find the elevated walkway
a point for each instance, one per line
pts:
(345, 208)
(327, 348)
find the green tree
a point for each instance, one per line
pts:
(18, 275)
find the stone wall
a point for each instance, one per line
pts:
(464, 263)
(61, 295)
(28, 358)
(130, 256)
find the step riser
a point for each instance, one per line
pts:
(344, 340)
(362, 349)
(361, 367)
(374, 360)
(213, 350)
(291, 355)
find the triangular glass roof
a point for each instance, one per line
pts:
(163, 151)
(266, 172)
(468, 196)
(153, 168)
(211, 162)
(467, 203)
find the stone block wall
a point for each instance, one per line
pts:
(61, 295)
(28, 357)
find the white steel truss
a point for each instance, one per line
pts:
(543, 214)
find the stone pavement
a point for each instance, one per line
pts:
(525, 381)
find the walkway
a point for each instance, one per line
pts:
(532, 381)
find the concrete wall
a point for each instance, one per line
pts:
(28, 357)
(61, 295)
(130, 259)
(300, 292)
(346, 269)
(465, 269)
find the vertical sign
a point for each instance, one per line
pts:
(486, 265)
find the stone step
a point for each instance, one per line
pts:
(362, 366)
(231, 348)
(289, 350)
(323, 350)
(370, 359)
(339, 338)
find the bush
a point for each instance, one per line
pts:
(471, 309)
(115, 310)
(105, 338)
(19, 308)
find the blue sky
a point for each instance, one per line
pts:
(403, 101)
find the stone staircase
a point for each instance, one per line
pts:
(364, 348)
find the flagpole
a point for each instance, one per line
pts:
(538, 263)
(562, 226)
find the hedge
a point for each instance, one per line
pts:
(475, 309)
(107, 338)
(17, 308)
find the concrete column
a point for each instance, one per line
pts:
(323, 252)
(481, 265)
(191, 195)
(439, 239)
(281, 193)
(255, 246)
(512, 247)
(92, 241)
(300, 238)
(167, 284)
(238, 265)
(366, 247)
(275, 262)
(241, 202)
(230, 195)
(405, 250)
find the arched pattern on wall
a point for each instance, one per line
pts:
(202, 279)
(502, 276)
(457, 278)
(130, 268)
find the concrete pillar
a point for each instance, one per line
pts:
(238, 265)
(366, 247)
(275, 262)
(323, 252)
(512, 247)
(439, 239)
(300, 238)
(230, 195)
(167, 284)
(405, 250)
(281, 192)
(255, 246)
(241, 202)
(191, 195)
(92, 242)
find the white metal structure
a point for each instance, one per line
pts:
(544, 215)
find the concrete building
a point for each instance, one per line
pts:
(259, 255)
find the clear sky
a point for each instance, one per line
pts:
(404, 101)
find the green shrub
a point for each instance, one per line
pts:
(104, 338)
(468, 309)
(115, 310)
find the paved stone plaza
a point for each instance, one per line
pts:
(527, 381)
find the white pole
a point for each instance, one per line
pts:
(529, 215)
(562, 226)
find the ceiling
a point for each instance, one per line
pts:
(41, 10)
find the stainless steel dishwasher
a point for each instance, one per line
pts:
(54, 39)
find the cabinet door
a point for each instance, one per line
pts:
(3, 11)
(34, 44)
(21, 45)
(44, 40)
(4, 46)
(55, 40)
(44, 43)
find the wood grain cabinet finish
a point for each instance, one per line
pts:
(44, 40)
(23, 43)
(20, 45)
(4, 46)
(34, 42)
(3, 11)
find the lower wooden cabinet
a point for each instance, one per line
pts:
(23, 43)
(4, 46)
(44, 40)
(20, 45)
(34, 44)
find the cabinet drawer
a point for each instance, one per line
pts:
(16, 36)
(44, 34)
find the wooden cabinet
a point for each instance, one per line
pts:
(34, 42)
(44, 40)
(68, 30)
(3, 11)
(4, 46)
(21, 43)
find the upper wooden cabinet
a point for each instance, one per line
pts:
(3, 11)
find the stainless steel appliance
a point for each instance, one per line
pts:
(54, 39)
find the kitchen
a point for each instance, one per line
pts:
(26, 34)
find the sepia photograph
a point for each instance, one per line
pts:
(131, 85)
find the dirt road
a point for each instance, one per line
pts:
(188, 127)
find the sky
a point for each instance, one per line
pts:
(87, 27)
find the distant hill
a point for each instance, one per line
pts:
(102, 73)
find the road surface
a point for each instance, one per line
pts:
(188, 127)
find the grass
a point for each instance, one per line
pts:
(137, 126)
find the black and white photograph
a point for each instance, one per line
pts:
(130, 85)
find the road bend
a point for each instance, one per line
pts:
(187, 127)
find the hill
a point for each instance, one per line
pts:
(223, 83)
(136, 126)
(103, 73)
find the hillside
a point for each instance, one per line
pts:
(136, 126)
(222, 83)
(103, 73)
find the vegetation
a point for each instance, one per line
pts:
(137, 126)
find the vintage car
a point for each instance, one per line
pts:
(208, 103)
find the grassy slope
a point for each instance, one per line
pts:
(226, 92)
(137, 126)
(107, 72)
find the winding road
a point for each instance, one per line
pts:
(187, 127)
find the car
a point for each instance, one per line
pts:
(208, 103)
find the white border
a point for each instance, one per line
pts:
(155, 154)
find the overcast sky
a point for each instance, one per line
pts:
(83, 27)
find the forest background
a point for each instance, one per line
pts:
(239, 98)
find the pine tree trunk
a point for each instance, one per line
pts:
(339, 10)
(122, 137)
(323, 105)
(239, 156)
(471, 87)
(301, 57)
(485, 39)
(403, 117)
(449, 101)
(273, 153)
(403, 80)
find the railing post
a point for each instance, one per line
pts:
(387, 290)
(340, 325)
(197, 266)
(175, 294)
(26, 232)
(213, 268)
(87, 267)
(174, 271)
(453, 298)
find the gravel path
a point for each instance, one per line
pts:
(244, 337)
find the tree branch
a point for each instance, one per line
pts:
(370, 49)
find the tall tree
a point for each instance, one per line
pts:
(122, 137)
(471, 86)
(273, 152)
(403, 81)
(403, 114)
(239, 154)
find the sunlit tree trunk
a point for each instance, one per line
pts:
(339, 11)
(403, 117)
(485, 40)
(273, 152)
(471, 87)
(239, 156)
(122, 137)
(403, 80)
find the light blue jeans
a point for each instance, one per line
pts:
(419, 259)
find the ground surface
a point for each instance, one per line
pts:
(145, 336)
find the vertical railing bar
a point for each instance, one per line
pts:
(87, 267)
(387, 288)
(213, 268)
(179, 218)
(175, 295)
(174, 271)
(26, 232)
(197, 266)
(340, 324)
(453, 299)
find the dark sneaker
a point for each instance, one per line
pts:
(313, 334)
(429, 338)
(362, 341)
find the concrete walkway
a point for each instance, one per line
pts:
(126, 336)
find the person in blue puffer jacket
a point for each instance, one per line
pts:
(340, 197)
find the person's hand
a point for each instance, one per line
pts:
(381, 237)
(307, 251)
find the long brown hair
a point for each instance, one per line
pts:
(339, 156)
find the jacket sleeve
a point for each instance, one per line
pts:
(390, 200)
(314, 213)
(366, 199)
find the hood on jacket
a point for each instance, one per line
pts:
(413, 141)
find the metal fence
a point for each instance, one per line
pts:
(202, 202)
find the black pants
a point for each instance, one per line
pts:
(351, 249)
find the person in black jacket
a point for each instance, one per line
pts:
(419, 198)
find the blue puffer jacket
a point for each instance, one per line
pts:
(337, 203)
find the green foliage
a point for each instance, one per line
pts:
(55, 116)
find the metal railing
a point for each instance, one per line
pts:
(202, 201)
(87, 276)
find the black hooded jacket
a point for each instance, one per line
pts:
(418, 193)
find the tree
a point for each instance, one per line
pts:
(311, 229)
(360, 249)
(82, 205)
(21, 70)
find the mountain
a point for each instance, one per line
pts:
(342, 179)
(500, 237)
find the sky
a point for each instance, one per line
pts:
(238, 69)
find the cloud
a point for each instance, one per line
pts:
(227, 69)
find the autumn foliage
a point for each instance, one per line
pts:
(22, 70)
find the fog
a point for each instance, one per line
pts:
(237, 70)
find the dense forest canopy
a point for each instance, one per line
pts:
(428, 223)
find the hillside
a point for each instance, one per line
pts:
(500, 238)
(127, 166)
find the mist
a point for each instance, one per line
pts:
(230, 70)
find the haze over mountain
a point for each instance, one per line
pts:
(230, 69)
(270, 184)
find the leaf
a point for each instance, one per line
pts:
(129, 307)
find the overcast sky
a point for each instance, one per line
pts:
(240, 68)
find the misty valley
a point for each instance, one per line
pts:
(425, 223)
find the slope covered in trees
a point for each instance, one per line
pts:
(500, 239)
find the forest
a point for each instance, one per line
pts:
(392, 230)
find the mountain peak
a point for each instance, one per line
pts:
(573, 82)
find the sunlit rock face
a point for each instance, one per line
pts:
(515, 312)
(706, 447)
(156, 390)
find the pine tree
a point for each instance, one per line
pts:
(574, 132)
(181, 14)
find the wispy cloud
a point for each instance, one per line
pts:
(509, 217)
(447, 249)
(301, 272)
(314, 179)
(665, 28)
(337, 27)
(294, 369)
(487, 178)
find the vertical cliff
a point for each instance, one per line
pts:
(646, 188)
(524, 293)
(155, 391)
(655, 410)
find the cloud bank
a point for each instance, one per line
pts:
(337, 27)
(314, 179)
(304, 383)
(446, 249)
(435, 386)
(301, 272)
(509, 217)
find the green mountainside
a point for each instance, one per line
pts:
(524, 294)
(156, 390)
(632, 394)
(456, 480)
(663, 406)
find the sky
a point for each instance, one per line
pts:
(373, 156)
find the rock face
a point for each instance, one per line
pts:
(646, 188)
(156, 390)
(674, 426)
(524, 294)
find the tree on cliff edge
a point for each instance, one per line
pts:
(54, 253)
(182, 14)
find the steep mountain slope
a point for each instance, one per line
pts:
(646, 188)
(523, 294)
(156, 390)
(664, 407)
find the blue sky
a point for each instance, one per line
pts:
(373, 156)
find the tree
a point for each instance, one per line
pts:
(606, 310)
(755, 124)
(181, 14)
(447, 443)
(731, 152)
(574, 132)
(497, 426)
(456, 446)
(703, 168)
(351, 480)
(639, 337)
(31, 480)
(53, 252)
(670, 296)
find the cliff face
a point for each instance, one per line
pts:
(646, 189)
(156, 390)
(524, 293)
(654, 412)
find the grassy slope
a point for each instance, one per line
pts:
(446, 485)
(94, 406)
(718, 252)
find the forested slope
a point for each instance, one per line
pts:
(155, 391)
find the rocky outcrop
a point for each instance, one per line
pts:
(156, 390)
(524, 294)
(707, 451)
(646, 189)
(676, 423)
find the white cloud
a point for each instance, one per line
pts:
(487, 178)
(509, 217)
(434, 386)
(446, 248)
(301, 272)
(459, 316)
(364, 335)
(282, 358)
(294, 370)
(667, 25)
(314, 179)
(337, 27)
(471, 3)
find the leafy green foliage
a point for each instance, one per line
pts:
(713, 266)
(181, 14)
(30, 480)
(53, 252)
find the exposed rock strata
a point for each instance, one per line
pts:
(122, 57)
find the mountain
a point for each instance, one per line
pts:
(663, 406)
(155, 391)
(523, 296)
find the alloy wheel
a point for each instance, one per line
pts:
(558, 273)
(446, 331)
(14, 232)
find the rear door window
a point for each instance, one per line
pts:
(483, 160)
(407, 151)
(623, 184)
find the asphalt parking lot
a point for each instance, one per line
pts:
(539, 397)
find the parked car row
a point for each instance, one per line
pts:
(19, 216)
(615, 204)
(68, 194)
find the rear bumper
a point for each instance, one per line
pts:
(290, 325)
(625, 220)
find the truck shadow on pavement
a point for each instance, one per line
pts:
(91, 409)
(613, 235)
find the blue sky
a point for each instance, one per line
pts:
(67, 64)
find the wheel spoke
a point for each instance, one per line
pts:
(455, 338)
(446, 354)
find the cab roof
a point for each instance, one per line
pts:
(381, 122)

▸ Exercise
Begin at the line containing "find the alloy wheel" and stop after the last line of the entries above. Output those lines, both ends included, as a JSON list of strings with one string per line and any blank lines omitted.

▸ Response to the exercise
[
  "find the alloy wheel",
  "a point for each instance, one per line",
  "pts:",
  "(558, 273)",
  "(446, 331)",
  "(14, 232)",
  "find the rear door window",
  "a point for each instance, one per line",
  "pts:",
  "(483, 160)",
  "(407, 151)",
  "(623, 184)",
  "find the asphalt parking lot",
  "a point for each instance, one per line",
  "pts:",
  "(539, 397)",
  "find the parked car row",
  "a point for each instance, one per line",
  "pts:",
  "(19, 216)",
  "(615, 204)",
  "(68, 194)",
  "find the rear bumper",
  "a point for each instance, one per line",
  "pts:",
  "(290, 325)",
  "(625, 220)",
  "find the truck shadow on pavement",
  "a point for each instance, one per line",
  "pts:",
  "(91, 409)",
  "(613, 235)",
  "find the blue sky",
  "a point for each instance, one per line",
  "pts:",
  "(67, 64)",
  "find the wheel spoke",
  "a point for each instance, one per line",
  "pts:",
  "(455, 338)",
  "(446, 354)",
  "find the cab roof",
  "a point for each instance, one per line",
  "pts:",
  "(381, 122)"
]